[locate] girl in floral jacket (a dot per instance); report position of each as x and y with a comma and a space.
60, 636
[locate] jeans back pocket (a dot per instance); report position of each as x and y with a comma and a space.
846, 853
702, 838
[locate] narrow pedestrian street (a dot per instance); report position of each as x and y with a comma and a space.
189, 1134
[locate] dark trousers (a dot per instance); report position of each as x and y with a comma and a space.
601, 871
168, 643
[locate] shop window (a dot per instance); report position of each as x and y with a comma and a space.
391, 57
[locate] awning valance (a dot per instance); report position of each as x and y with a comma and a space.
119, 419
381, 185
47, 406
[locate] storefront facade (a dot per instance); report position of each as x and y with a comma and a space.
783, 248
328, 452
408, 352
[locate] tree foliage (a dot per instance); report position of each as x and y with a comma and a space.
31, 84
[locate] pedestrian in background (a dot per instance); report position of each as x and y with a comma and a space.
□ □ □ □
--- EXERCISE DIRECTIONS ---
Your job is to restate all of the data word for word.

--- SOLUTION FOR THIS TASK ---
[locate] girl in floral jacket (a dot per instance); report position of each as x and y with a comma and a space.
60, 636
[locate] jeans back pocket (a dot per instance); report position of each as x and y with a comma and a space.
846, 853
702, 838
[locate] narrow pedestrian street (a dot per instance); report position of each as x and y with a comma and a space.
189, 1134
[locate] dark trousers (a dot per instance); report position of each as x and y with a comma and a space.
601, 871
168, 643
[locate] shop window (a dot per instance); report position of each as x and y with a comma and a space.
391, 57
[locate] awning valance (a dot per instance); report position of each as x and y with a comma and a space.
119, 419
381, 185
47, 406
[locate] storefront facade (a dot per instance); report position of each as x and y with a comma and a space.
783, 248
328, 452
408, 352
[locate] tree foliage (a dot per instance); report position of each as x and y with a comma and a space.
31, 84
[locate] pedestrian in background (a dot per instance); report position of each as x and y with a comma and a space.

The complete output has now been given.